- Opening Delimiter -
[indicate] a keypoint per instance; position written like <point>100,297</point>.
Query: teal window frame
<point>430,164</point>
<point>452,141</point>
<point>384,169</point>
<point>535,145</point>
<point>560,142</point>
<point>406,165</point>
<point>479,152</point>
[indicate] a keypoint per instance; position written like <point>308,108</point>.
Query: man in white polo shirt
- Closing Delimiter -
- Opening Delimiter -
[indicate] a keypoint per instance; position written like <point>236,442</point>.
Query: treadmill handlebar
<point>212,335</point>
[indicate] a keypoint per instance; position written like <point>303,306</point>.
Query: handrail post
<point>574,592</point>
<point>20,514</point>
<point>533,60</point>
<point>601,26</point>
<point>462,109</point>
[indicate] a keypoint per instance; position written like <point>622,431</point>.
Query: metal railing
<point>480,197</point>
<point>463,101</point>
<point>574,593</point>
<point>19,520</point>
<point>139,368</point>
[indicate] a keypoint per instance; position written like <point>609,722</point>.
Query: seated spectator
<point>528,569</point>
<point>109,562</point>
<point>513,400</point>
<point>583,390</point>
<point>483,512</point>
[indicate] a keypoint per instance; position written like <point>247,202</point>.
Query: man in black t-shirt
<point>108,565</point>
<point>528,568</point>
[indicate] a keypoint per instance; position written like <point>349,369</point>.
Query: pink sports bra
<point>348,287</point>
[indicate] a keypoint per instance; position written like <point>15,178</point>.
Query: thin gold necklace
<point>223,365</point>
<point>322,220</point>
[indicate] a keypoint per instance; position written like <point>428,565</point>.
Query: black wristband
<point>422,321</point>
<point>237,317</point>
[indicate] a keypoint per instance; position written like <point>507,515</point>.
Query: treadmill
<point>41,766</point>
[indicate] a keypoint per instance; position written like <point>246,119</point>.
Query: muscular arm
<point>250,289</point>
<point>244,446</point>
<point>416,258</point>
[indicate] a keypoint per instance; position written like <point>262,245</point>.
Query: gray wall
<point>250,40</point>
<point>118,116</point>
- Closing Delimiter -
All that belongs in your answer is the stretch of entries above from the line with "written like <point>100,297</point>." through the line with "Query: man in white polo shirt", printed exactly.

[indicate] a keypoint per instance; position written like <point>100,297</point>.
Query: teal window frame
<point>430,164</point>
<point>452,141</point>
<point>384,169</point>
<point>535,145</point>
<point>560,142</point>
<point>406,165</point>
<point>479,152</point>
[indicate] a keypoint per instance; position written like <point>308,108</point>.
Query: man in white polo shirt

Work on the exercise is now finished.